TEXTE FOURNI —
========================================

La position et les possibilités d’action du Canada dans le contexte nord-américain ont sans aucun doute été conditionnées par ce que le professeur Daniel Cohn, de l’université Simon Fraser, a appelé, devant le Comité, des processus de « régionalisation » axés sur le marché, processus auxquels les cadres stratégiques gouvernementaux s’adaptent, généralement, depuis des décennies. Ces tendances à une intégration nord-américaine avant tout économique, que nous décrivons de façon détaillée au chapitre 2, ne peuvent pas susciter de sentiment d’identité ou d’« appartenance » commune, du moins pas au sens politique9. Elles pourraient tout de même avoir un effet notable sur la façon dont le Canada prend ses décisions en matière d’orientation de politiques et de réglementation. Comme M. Cohn l’a dit, « la régionalisation découle des choix que nous avons faits en faveur de la libéralisation. […] Nous pouvons donc être différents, mais, si tel est le cas, nous devons accepter d’en payer le prix10 ». M. Cohn laisse entendre que, comparativement aux autres pays des Amériques, le Canada jouit d’une situation enviable en matière de négociations, lorsqu’il doit défendre ses intérêts particuliers dans un contexte d’intégration régionale dominé par son gigantesque voisin11. Il va sans dire toutefois que le Canada doit cerner, à la lumière d’une analyse coûts-avantages, les domaines dans lesquels il pourrait être dans son intérêt d’avoir des orientations stratégiques plus intégrées12. Il pourrait décider en quoi ses politiques — notamment en matière d’affaires étrangères, de défense et sécurité et de commerce ainsi qu’à l’égard des secteurs touchés sur le plan national — devraient différer de celles de ses partenaires nord-américains ou même s’en éloigner. Et cette analyse devrait tenir compte des effets outre-frontière de ces choix, étant donné ce que la perturbation des voies de communication continentales établies pourrait coûter. Le « prix de la différence » risquerait alors de grimper à un niveau inacceptable.

========================================

DONNÉES AFFICHÉES —
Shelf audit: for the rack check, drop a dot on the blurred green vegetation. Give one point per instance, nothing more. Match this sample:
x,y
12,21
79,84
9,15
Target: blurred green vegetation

========================================

Dites, s'il vous plaît, si chacune des affirmations suivantes concorde avec le texte sur l'intégration nord-américaine, en répondant par oui ou par non et en citant mot pour mot le passage décisif.
1. Daniel Cohn enseigne à l'université Simon Fraser.
2. Les tendances à une intégration économique nord-américaine font naître un sentiment d'appartenance politique commune.
3. Selon M. Cohn, la régionalisation résulte de choix faits en faveur de la libéralisation.

SOLUTION —
1. Oui : « le professeur Daniel Cohn, de l’université Simon Fraser »
2. Non : « ne peuvent pas susciter de sentiment d’identité ou d’« appartenance » commune, du moins pas au sens politique »
3. Oui : « la régionalisation découle des choix que nous avons faits en faveur de la libéralisation »